### INSTRUCTIONS TO FOLLOW
Rewrite all the records below with every "Target" changed to "Object" and nothing else altered.
• • • • • • •
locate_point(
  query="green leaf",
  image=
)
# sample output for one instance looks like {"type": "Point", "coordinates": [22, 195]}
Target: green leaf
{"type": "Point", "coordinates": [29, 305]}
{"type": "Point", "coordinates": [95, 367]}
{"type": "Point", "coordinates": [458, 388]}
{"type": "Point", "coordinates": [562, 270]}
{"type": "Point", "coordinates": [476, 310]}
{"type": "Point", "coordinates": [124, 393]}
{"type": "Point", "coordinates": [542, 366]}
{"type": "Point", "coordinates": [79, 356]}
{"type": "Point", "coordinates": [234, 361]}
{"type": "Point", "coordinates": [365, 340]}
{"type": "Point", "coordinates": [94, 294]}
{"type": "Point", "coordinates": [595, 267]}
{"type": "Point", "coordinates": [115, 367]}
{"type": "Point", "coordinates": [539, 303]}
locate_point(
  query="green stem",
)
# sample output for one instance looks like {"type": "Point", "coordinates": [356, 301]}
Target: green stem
• • • • • • •
### RIGHT ANSWER
locate_point(
  query="green leaf",
  image=
)
# sample output for one instance looks like {"type": "Point", "coordinates": [22, 195]}
Object: green leaf
{"type": "Point", "coordinates": [29, 305]}
{"type": "Point", "coordinates": [95, 367]}
{"type": "Point", "coordinates": [458, 388]}
{"type": "Point", "coordinates": [562, 270]}
{"type": "Point", "coordinates": [476, 310]}
{"type": "Point", "coordinates": [124, 393]}
{"type": "Point", "coordinates": [542, 366]}
{"type": "Point", "coordinates": [79, 356]}
{"type": "Point", "coordinates": [234, 361]}
{"type": "Point", "coordinates": [365, 340]}
{"type": "Point", "coordinates": [94, 294]}
{"type": "Point", "coordinates": [595, 267]}
{"type": "Point", "coordinates": [115, 367]}
{"type": "Point", "coordinates": [539, 303]}
locate_point(
  query="green stem",
)
# sample output for one instance looks like {"type": "Point", "coordinates": [356, 301]}
Object: green stem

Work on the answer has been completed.